● **EXERCISE BRIEF**
Answer these from the blog post about the El Cajon rally:
(a) How many pediatricians make up San Diego Pediatricians for Clean Air?
(b) By what time are the speakers supposed to arrive at the rally?
(c) About how long did writing the comments take?

Give Me Strength Today. Peaker Power Rally in El Cajon. I’m Up – As a Speaker.
August 21, 2021
Okay. I’m up and the comments are written. Dr. Dear Friend and I are representing San Diego Pediatricians for Clean Air at a rally in El Cajon, and I’m speaking about the health affects of power plants on pediatric asthma. It’s funny when you speak on a topic that you know well and are passionate about, it comes very easily. I started writing my comments about 45 minutes ago and I’m done now. I used bits and pieces from our journal article. Since I wrote the words with my friends, it’s okay for me to use those phrases directly. I intermixed health facts with a story. Patient stories are always powerful.
I thought I needed strength when I started blogging this morning, but I’m okay. I fill myself up on real food that is mostl vegetables and a lot of really delicious tomatoes. I also got a very good nights sleep last night. Without coffee, my body naturally quiets toward the end of the day and I don’t wake up at 2-3am anymore. We are supposed to be there by 930AM, and I’ll leave here in about an hour. Pick up Dr. Dear Friend and we’ll meet the other climate activist at 930AM. We’ll walk one mile together to the rally. I guess I don’t have as much time as I thought. My speech is done but I need to practice. Okay. Here it is.
El Cajon Peaker Power Plant
My name is Dr. Plastic Picker and this is Dr. Dear Friend, and we are here representing 40 pediatricians who practice mostly in the south and east county who advocate together for our patients as San Diego Pediatricians for Clean Air. Collectively we take care of approximately 80,000 families in our region. Most of us are also members of the American Academy of Pediatrics Climate Change and Health Committee, and I am Assistant Chief of Pediatrics and have worked on pediatric asthma care quality for almost 15 years. Today we are here speaking on behalf of our friends at San Diego Pediatricians for Clean Air. Dr. Dear Friend is here today because she was actually raised in the East County, and cares for many children with asthma when they get sick enough to be hospitalized as an inpatient doctor.

● **INPUT DATA**
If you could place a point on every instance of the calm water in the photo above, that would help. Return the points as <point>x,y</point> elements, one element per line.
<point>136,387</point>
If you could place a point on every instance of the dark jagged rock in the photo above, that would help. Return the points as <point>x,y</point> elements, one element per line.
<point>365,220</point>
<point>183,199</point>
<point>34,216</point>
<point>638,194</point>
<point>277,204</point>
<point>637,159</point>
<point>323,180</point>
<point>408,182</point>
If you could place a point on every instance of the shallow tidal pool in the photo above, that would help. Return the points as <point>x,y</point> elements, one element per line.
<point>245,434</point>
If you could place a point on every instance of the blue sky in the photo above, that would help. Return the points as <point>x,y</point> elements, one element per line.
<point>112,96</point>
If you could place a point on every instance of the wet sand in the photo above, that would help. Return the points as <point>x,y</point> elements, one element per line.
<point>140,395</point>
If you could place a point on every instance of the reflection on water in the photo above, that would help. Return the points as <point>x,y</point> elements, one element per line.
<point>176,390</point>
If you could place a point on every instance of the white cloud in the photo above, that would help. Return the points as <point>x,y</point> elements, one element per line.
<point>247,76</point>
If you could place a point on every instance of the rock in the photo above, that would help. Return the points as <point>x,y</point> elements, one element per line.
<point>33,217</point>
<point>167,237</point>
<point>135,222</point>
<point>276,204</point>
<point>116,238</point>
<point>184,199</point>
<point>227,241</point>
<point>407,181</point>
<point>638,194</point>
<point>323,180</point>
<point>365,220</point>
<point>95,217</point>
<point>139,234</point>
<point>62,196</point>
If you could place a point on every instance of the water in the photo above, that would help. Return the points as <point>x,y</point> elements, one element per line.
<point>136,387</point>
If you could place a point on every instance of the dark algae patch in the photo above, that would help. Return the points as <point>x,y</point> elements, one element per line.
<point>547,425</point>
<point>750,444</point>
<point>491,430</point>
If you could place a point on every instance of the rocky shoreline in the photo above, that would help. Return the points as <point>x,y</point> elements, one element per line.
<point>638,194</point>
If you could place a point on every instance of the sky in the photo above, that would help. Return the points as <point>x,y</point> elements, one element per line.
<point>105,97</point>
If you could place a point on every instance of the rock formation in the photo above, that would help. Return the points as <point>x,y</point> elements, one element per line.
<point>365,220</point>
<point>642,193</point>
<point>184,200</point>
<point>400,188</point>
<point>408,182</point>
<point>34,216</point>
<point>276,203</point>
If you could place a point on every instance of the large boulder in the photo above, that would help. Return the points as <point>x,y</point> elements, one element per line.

● **TASK SOLUTION**
(a) 40
(b) 9:30 AM
(c) About 45 minutes